===== SOURCE TEXT =====

Puette and Dechert chemistry builds right from the outset, as they can give off intimacy without looking at each other until the last second, much as the fireworks that touch off the play. At one point during the meeting, John takes the submerged spoon out of the punch bowl for Alma, and we can only briefly glimpse an air of intimacy between them that is quickly washed over by Mrs. Buchanan (called a tigress by her son for protecting him so well). Those “surgeon’s hands” are admired by Alma from afar as she never sleeps before he does. Puette’s longing look from the window does not come across as desperation, but one betraying her eccentricities.
The meeting at the Winemillers’ is a mix of different personalities who each leave quite an impression. Roger Doremus (Dave Kirkpatrick) vouches for a manifesto to “crystallize in our minds” what the group means, and is serious in purpose. Mrs. Bassett (Jacque Lynn Colton) is more practical, declaring the meeting minutes to be skipped using the “winner’s philosophy” of caring only for the present and future, not the past. Vernon (David LM McIntyre) is a dreamer, and has been trying to have his verse play read during meeting the last three times. Instead, Rosemary (Darby Bricker) read his essay on William Blake’s “Love’s Secret,” which said, ironically to “never seek to tell thy love,” and since Alma told, “trembling, cold, in ghastly fears” he would depart. The group’s dynamic is exceptional, as each balances the other, giving the audience in a short amount of time a sense for Alma’s inner vision.

===== DATASET EXTRACT =====

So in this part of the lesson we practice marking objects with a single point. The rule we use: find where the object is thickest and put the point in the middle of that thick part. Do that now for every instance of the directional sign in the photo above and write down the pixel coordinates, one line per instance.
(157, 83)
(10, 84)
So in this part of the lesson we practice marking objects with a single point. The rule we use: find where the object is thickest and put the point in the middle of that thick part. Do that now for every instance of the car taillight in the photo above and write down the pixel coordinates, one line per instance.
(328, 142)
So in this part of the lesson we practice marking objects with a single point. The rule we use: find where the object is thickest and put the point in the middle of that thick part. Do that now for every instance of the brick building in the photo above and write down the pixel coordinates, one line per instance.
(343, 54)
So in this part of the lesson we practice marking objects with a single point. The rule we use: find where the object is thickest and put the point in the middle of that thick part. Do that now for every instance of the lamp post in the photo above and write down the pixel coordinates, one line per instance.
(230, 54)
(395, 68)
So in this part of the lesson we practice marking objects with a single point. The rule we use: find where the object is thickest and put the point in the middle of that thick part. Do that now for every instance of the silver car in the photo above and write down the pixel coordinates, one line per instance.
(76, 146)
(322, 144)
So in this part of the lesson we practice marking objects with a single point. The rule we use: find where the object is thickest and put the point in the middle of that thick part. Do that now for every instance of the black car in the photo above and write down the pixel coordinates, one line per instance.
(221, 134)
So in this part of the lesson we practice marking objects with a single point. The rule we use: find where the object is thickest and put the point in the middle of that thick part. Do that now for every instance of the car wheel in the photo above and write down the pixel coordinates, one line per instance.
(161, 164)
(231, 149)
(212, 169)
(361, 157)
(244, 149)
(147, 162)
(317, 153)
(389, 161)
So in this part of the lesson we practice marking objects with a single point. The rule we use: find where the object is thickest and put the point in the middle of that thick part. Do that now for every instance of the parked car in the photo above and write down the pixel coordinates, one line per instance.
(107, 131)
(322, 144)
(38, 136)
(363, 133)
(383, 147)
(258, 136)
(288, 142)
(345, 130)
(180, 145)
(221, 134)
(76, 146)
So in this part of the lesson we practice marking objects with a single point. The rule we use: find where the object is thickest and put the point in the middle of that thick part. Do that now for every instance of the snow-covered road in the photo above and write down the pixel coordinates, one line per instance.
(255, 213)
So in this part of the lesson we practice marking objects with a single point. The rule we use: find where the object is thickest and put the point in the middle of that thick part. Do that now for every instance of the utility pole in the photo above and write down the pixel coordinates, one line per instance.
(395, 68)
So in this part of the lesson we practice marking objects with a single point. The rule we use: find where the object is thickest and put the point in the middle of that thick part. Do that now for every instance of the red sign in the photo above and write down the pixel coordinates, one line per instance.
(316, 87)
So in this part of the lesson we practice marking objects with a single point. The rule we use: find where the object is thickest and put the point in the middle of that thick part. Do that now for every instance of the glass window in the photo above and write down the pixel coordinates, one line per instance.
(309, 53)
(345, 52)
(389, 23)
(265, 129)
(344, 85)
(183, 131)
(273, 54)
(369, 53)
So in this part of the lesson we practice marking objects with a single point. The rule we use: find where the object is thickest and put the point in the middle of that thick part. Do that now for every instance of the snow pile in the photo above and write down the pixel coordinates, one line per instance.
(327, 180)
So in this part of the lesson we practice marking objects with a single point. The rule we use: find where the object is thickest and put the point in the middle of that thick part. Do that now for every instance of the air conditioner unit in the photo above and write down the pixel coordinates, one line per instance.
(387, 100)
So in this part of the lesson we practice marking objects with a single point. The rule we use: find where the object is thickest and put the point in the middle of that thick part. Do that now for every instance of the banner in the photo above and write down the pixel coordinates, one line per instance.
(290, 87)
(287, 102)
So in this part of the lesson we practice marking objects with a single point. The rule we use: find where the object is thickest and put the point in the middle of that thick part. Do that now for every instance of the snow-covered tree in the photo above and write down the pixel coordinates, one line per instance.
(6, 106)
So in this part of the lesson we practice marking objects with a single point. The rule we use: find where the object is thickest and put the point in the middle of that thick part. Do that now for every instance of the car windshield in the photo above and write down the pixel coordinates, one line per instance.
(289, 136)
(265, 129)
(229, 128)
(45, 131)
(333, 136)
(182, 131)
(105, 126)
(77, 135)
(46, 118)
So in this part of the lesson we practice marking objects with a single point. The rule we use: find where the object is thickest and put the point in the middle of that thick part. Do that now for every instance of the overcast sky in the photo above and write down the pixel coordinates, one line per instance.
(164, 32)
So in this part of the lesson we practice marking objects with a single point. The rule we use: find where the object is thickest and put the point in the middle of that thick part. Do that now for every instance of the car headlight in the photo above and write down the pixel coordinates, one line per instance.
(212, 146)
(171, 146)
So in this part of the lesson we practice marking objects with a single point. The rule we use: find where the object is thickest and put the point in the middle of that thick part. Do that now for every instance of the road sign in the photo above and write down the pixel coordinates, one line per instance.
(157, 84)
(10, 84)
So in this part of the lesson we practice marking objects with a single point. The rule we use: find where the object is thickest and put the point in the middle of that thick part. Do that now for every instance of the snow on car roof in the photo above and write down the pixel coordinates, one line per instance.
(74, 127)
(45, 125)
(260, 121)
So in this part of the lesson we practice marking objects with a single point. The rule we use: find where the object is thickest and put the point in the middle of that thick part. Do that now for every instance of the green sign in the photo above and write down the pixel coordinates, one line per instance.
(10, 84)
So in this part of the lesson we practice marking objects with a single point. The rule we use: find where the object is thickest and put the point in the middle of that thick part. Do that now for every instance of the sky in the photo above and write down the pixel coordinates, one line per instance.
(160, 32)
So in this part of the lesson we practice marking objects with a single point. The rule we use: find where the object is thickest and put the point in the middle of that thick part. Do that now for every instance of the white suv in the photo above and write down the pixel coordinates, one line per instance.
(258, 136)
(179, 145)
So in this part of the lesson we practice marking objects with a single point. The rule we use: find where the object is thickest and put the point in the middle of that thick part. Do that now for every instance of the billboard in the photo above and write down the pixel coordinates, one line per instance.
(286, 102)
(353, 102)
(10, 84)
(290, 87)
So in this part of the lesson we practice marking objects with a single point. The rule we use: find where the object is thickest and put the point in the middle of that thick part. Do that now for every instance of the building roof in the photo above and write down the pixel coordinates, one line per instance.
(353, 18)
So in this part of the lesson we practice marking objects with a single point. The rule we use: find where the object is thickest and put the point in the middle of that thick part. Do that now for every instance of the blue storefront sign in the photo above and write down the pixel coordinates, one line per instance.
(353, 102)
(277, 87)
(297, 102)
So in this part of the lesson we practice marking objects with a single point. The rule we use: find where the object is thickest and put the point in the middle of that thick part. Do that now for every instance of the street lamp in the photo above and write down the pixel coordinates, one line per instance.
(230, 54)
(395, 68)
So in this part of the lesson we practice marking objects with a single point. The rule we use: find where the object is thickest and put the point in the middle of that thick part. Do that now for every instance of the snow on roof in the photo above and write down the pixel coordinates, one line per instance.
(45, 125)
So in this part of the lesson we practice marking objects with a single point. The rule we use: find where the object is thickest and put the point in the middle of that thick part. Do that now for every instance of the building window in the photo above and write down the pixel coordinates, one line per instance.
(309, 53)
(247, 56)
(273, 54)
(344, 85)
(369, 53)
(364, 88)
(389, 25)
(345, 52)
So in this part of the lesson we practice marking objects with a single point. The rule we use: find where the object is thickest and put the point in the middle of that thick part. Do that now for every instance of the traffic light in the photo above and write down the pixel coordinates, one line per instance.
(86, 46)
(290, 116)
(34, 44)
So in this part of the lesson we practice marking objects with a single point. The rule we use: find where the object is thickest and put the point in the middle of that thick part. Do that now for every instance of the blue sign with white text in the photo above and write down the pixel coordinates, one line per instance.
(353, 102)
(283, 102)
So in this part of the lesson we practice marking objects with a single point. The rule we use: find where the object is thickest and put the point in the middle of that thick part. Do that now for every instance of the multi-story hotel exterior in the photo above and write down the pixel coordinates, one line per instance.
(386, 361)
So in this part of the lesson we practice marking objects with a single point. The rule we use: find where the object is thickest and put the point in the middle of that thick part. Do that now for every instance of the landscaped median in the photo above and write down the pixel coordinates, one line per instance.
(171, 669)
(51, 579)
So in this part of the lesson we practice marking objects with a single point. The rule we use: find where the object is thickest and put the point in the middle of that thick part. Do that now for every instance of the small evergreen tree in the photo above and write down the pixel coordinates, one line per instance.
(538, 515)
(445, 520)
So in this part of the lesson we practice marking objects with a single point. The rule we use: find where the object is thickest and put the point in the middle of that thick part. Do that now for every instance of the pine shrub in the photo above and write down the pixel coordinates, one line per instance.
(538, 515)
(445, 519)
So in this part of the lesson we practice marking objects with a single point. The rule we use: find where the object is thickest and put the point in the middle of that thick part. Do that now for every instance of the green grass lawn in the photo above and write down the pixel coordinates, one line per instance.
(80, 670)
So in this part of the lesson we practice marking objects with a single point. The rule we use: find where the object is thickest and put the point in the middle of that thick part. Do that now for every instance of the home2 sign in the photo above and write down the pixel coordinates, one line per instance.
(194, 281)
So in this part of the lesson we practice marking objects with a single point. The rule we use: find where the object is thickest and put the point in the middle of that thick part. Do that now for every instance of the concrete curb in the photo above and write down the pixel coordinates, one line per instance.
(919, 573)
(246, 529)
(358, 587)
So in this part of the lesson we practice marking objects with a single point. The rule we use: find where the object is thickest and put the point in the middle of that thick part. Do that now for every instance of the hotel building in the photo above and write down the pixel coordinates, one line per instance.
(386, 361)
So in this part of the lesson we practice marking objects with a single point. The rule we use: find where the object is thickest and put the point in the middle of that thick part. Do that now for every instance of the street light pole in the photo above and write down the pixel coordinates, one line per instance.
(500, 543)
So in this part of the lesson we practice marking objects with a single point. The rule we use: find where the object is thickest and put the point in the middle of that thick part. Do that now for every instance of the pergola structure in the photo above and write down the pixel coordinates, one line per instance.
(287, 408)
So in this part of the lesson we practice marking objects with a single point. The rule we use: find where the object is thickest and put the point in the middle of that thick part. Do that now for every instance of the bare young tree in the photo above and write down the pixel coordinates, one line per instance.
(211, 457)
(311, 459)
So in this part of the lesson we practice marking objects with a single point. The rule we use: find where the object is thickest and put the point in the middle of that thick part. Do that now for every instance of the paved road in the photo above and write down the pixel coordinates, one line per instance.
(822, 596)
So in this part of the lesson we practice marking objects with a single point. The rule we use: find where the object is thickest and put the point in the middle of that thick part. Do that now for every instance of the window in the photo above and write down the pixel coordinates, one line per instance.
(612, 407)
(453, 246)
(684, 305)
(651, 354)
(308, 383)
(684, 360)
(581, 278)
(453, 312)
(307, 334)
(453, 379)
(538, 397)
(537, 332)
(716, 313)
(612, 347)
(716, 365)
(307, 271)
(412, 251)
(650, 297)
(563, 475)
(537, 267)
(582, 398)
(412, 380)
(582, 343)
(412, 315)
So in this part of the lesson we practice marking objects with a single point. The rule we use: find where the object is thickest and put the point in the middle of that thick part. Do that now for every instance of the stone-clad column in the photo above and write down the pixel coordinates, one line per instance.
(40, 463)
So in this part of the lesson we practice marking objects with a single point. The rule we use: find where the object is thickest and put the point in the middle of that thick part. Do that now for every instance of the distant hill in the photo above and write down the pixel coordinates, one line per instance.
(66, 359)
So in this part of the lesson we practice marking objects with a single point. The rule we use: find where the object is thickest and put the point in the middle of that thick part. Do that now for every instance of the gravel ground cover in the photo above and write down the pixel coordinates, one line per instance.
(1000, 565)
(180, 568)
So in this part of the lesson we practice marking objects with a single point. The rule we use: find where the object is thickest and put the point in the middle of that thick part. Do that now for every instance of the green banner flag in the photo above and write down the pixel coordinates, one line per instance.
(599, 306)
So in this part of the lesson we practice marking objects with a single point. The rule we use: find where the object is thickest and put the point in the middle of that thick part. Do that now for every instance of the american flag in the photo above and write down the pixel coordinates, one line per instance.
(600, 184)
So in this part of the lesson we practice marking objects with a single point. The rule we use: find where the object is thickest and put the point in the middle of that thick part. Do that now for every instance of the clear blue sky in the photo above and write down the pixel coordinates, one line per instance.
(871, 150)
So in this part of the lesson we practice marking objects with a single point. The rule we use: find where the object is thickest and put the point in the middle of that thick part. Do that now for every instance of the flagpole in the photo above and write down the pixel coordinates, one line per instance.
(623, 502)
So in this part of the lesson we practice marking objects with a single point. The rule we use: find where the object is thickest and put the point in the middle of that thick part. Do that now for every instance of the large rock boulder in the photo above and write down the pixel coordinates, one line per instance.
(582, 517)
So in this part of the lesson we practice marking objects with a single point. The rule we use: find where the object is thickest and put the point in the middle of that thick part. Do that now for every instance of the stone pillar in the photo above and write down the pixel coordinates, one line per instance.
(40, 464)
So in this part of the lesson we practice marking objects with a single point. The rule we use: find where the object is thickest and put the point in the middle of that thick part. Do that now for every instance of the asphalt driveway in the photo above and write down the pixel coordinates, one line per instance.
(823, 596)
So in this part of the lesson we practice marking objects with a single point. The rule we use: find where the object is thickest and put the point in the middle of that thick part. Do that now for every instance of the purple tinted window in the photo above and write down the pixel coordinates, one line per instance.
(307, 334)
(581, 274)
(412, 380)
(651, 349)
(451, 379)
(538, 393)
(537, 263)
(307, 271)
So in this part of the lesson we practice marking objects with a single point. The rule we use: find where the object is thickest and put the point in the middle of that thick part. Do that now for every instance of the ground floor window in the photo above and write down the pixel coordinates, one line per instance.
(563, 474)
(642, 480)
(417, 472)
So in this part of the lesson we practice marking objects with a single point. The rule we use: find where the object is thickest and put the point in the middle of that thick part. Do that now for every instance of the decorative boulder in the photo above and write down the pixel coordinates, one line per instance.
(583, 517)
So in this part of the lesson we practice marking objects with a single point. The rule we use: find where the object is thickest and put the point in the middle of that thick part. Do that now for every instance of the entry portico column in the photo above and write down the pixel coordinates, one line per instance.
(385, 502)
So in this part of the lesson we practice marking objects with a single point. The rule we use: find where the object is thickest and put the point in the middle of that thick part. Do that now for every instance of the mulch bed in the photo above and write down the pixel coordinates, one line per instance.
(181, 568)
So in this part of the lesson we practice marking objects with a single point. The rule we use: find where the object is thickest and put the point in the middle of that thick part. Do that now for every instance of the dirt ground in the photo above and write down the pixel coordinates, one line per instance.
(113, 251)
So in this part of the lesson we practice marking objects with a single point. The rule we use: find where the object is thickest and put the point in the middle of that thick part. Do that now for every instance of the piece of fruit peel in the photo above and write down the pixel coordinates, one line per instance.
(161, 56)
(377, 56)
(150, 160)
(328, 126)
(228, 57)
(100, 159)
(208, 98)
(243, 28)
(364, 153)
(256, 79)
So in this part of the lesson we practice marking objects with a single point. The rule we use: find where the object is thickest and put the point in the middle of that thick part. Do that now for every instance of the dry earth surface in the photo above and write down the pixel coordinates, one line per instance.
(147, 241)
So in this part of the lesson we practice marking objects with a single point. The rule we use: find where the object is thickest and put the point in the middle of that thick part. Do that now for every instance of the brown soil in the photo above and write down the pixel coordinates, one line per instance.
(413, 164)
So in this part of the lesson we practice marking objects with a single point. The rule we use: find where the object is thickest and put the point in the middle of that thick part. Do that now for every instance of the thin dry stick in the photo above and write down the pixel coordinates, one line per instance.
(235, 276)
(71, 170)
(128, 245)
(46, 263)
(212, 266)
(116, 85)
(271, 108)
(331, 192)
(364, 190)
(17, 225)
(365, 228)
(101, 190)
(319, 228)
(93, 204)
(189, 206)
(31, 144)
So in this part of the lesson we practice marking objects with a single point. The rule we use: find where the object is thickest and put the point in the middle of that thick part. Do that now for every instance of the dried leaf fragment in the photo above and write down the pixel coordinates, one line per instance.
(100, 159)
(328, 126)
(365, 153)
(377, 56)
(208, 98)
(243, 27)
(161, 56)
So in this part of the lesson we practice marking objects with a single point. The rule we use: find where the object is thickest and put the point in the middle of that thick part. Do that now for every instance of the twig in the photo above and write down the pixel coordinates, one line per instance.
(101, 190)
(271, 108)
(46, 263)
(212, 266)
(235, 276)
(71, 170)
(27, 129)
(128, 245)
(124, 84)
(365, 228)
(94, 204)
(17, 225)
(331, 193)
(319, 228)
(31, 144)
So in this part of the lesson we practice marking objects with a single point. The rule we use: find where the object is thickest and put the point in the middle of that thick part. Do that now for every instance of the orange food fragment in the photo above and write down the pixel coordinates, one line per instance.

=====

### TASK SET
1. Using the review, state whether each statement below agrees with it, answering yes or no and quoting the deciding words: (a) Mrs. Bassett wants the meeting minutes skipped; (b) Vernon's verse play is read at the meeting; (c) Mrs. Buchanan's son calls her a tigress.
2. Switch "punch bowl" to "water pitcher" in the part of the review starting with "Puette and Dechert" and going on through "betraying her eccentricities.", and give that part again.
3. According to the review, which actor plays Roger Doremus?
The entries have no connection to the review.

### EXPECTED RESPONSES
1.
(a) Yes: "declaring the meeting minutes to be skipped"
(b) No: "Instead, Rosemary (Darby Bricker) read his essay"
(c) Yes: "called a tigress by her son for protecting him so well"

2.
Puette and Dechert chemistry builds right from the outset, as they can give off intimacy without looking at each other until the last second, much as the fireworks that touch off the play. At one point during the meeting, John takes the submerged spoon out of the water pitcher for Alma, and we can only briefly glimpse an air of intimacy between them that is quickly washed over by Mrs. Buchanan (called a tigress by her son for protecting him so well). Those “surgeon’s hands” are admired by Alma from afar as she never sleeps before he does. Puette’s longing look from the window does not come across as desperation, but one betraying her eccentricities.

3. Dave Kirkpatrick